--- Directions ---
• a. In the incident-response guide below, list every section heading in the post-incident review template.
• b. Answer these questions from the incident-response guide below.
(i) How soon after an incident is resolved should the post-incident review template be completed?
(ii) In the "Investigating" status update, how soon does the team promise the next update?
(iii) What file name does the backup script give to the D1 export?

Extract below:

ComponentMethodFrequencyRetentionRestore Command
Neon PostgreSQLContinuous WAL archivingContinuous7 days (Free) / 30 days (Pro)Neon Console → Create Branch from timestamp
D1 Edge CacheWrangler exportOn-demandN/A (rebuildable)wrangler d1 export <DB_NAME> --output backup.sql
KV ConfigWrangler bulk exportWeekly (scripted)Last 4 exportswrangler kv bulk put --namespace-id <ID> backup.json
R2 ArtifactsRegeneratable from sourceN/AN/ARecompile: POST /compile with source URLs
Prisma SchemaGit version controlEvery commitFull historygit checkout <ref> -- prisma/schema.prisma
Worker SecretsManual record (encrypted)On rotationCurrent + previouswrangler secret put <NAME>

Automated Backup Script (KV + D1)

#!/usr/bin/env bash
set -euo pipefail
BACKUP_DIR="./backups/$(date +%Y-%m-%d)"
mkdir -p "$BACKUP_DIR"
# Export D1
wrangler d1 export bloqr-backend-db --output "$BACKUP_DIR/d1-export.sql"
# Export KV (requires namespace ID from wrangler.toml)
wrangler kv key list --namespace-id "$KV_NAMESPACE_ID" \
| jq -r '.[].name' \
| while read -r key; do
wrangler kv key get "$key" --namespace-id "$KV_NAMESPACE_ID" >> "$BACKUP_DIR/kv-export.json"
done
echo "Backup completed: $BACKUP_DIR"

6. Communication Plan

Notification Channels

AudienceChannelResponsibility
Engineering teamSlack / Discord #incidentsOn-call engineer
StakeholdersEmail summaryIncident commander
End usersGitHub Discussions / Status pageIncident commander

Status Update Templates

Investigating:

[Investigating] We are aware of issues affecting [component]. Our team is investigating. We will provide an update within 30 minutes.

Identified:

[Identified] The issue has been identified as [brief description]. We are working on a fix. ETA for resolution: [time estimate].

Monitoring:

[Monitoring] A fix has been deployed. We are monitoring the system for stability. Service should be fully restored.

Resolved:

[Resolved] The incident affecting [component] has been resolved. Duration: [X hours/minutes]. Root cause: [brief summary]. A full post-incident review will follow.


7. Post-Incident Review Template

Complete this template within 48 hours of incident resolution.

# Post-Incident Review: [INCIDENT-TITLE]
**Date**: YYYY-MM-DD
**Duration**: HH:MM
**Severity**: Critical / High / Medium / Low
**Author**: [Name]
## Timeline
| Time (UTC) | Event |
|------------|-------|
| HH:MM | First alert / detection |
| HH:MM | Investigation started |
| HH:MM | Root cause identified |
| HH:MM | Fix deployed |
| HH:MM | Service confirmed restored |
## Root Cause
[Detailed description of what went wrong and why.]
## Impact
- **Users affected**: [number or percentage]
- **Data loss**: [none / description]
- **Duration of degradation**: [time]
- **Revenue impact**: [if applicable]
## What Went Well
- [Item]
## What Could Be Improved
- [Item]
## Corrective Actions
| Action | Owner | Due Date | Status |
|--------|-------|----------|--------|
| [Action item] | [Name] | YYYY-MM-DD | Pending |
## Lessons Learned
[Key takeaways for the team.]

Status Pages

ServiceURL
Neon Statushttps://neonstatus.com
Cloudflare Statushttps://www.cloudflarestatus.com

Management Consoles

ServiceURL
Neon Consolehttps://console.neon.tech
Cloudflare Dashboardhttps://dash.cloudflare.com
GitHub Repositoryhttps://github.com/jaypatrick/bloqr-compiler
GitHub Issueshttps://github.com/jaypatrick/bloqr-compiler/issues

Quick Reference Commands

Terminal window
# Check Worker health
curl -s https://bloqr-backend.workers.dev/health | jq .

End of Extract.
Exercise data below:

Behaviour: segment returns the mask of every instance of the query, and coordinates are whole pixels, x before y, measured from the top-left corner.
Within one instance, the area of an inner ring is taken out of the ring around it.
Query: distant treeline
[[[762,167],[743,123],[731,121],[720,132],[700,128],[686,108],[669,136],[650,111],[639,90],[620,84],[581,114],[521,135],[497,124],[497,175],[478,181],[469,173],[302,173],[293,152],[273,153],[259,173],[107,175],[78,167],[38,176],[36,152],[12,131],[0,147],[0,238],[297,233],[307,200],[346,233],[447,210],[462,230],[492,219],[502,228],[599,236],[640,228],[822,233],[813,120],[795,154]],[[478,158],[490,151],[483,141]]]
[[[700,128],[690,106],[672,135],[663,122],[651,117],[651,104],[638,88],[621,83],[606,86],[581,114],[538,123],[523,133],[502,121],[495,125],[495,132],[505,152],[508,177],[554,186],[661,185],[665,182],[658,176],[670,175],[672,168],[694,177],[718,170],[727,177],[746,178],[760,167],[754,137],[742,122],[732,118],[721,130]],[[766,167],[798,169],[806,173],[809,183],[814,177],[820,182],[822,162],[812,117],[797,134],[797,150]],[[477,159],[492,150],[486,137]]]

End of Exercise data.

--- List of solutions ---
• a.
Timeline
Root Cause
Impact
What Went Well
What Could Be Improved
Corrective Actions
Lessons Learned

• b.
(i) Within 48 hours.
(ii) Within 30 minutes.
(iii) d1-export.sql